## [Task description]
Rewrite the entries below, substituting "image coordinates" for every occurrence of "pixel coordinates" and changing nothing else.

Records of labeled points:
════════
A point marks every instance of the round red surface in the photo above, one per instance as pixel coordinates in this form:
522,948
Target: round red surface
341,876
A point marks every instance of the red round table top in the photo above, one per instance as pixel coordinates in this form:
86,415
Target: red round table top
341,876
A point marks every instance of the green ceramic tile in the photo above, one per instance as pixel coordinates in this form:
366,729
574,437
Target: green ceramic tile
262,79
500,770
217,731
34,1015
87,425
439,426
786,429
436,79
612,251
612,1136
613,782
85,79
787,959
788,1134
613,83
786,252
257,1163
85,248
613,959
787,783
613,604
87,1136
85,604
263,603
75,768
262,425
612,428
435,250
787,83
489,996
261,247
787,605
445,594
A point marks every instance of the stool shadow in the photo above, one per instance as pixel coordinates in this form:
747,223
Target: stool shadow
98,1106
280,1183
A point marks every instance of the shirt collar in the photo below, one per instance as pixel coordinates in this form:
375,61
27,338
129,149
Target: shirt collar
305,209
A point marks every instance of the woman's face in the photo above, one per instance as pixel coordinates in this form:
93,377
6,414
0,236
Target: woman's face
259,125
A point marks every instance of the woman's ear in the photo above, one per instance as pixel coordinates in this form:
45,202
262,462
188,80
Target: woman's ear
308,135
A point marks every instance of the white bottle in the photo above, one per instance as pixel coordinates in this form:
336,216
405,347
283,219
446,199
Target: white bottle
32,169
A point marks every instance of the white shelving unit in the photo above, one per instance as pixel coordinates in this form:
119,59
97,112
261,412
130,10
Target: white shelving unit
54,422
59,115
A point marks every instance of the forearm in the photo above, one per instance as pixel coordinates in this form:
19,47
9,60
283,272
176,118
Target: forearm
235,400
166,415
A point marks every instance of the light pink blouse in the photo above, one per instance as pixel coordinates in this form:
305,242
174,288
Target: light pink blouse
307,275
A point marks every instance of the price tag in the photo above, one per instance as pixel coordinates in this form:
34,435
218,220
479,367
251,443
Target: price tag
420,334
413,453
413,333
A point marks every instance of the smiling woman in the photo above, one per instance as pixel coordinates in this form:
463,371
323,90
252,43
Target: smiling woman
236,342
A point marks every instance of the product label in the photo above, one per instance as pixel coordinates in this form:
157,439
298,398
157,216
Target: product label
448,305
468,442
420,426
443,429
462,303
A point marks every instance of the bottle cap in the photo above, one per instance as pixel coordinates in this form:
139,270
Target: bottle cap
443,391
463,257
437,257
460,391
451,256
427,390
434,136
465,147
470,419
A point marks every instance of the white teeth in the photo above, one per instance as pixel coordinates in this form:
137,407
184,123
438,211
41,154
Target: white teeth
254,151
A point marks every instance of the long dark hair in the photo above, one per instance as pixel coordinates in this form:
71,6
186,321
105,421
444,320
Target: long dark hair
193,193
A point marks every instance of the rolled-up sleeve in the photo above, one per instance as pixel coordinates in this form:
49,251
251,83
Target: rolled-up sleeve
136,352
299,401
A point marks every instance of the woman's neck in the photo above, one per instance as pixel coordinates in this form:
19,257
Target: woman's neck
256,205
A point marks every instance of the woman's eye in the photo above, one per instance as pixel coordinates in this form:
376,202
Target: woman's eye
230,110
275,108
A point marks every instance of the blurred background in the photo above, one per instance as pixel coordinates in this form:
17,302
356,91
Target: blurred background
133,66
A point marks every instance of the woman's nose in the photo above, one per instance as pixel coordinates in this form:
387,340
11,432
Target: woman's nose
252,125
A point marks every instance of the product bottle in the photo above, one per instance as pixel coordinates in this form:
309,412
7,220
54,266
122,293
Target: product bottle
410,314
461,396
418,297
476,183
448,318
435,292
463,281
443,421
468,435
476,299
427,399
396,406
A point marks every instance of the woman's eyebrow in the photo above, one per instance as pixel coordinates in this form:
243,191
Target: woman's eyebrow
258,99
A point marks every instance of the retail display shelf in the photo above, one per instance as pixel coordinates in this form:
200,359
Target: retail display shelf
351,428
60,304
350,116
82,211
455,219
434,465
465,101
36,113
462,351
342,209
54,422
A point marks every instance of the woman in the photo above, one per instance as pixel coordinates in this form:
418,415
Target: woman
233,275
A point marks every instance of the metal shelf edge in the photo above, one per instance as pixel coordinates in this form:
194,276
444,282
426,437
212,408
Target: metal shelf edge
════════
## [Solution to this task]
A point marks every instance of the round red surface in the photo above, one per instance as image coordinates in this form:
522,948
Target: round red surface
341,876
A point marks every instance of the red round table top in the photo above, one per instance as image coordinates in this form:
86,415
Target: red round table top
341,876
A point marks every instance of the green ceramic tile in the photo above, one per instance as image coordinates in this form:
366,729
574,437
Target: green ceramic tile
262,79
500,770
217,731
34,1015
87,425
439,426
786,429
436,79
612,251
612,1136
613,782
85,79
787,959
788,1134
613,83
786,252
257,1163
85,248
613,959
787,783
613,604
87,1136
85,604
263,603
75,768
262,425
612,428
435,250
787,83
489,996
261,247
787,605
445,594
A point marks every instance of the stool shadow in the photo above, one per instance as image coordinates in this form:
747,223
Target: stool shadow
98,1106
280,1183
A point marks every instance of the shirt collar in the photo below, one per instance as image coordinates in this form:
375,61
27,338
129,149
Target: shirt collar
305,209
A point marks every instance of the woman's face in the photo above, one per instance as image coordinates in this form:
93,377
6,414
0,236
Target: woman's face
259,125
A point marks every instance of the woman's ear in the photo above, one per instance as image coordinates in this form:
45,202
262,462
188,80
Target: woman's ear
308,135
A point marks every instance of the white bottle in the photo above, one per instance as image coordinates in this form:
336,216
405,347
283,219
446,199
Target: white bottle
32,169
A point marks every instance of the white shelving unit in the photo above, one per instance as image coordinates in this form:
119,59
97,112
261,412
130,10
Target: white shelving unit
54,422
59,115
A point marks every instance of the forearm in the photo above, one per instance as image coordinates in this form:
19,47
9,60
283,272
176,118
Target: forearm
235,400
166,415
A point marks every instance of the light pink blouse in the photo above, one per instance as image coordinates in this form:
305,242
174,288
Target: light pink blouse
307,275
A point marks every instance of the price tag in the photo above, one per instance as image coordinates in this form:
34,435
218,220
479,367
251,443
Target: price tag
420,334
413,453
413,333
A point marks every instance of the smiling woman in the photo above, one per instance as image coordinates in this form:
463,371
323,90
252,43
Target: smiling woman
236,342
A point marks every instance of the product label in the photo above, one per instance as image coordinates in this form:
157,439
298,398
157,216
Target: product label
448,305
468,442
420,426
443,429
462,303
A point marks every instance of the bottle cap in the photo above, one per instance as image coordinates in this form:
139,270
Target: bottle cap
443,391
463,257
437,257
460,391
451,256
427,390
434,136
465,147
470,419
A point marks every instance of the white teeth in the photo above, one per instance as image coordinates in this form:
137,407
184,123
438,211
41,154
Target: white teeth
254,151
A point marks every instance of the long dark hair in the photo above, one per instance as image coordinates in this form:
71,6
186,321
105,421
444,320
Target: long dark hair
193,193
A point marks every instance of the rolled-up sleeve in the photo above, one per instance as image coordinates in this form:
49,251
251,83
Target: rolled-up sleeve
136,352
299,401
A point marks every instance of the woman's neck in the photo above, one per instance as image coordinates in this form:
19,257
Target: woman's neck
256,205
A point marks every instance of the woman's eye in the photo above, one per instance as image coordinates in this form:
376,202
Target: woman's eye
230,110
275,108
A point marks every instance of the blurred background in the photo above, one per instance as image coordinates in this form:
17,302
356,91
Target: blurred background
133,66
A point marks every instance of the woman's nose in the photo above, one per instance as image coordinates in this form:
387,340
11,432
Target: woman's nose
252,125
A point marks every instance of the product bottle in the photo above, one per instance as image coordinates in this form:
309,412
7,220
54,266
122,293
Target: product bottle
410,314
461,396
418,297
476,183
448,318
435,292
463,281
443,421
468,435
476,299
427,399
396,406
A point marks every instance of the woman's eyebrow in the photo above, one per instance as image coordinates in this form:
243,191
Target: woman's eyebrow
258,99
A point marks every instance of the retail display shelf in the photo above, one per instance as image coordinates in this form:
200,359
Target: retail display shelf
351,428
60,304
350,116
82,211
455,219
434,465
465,101
36,113
462,351
342,209
54,422
A point marks every instance of the woman in the photo above, one per instance as image coordinates in this form:
418,415
Target: woman
233,275
A point marks every instance of the metal shelf edge in the photo above, one per instance as image coordinates in this form:
194,276
444,282
426,437
212,408
Target: metal shelf edge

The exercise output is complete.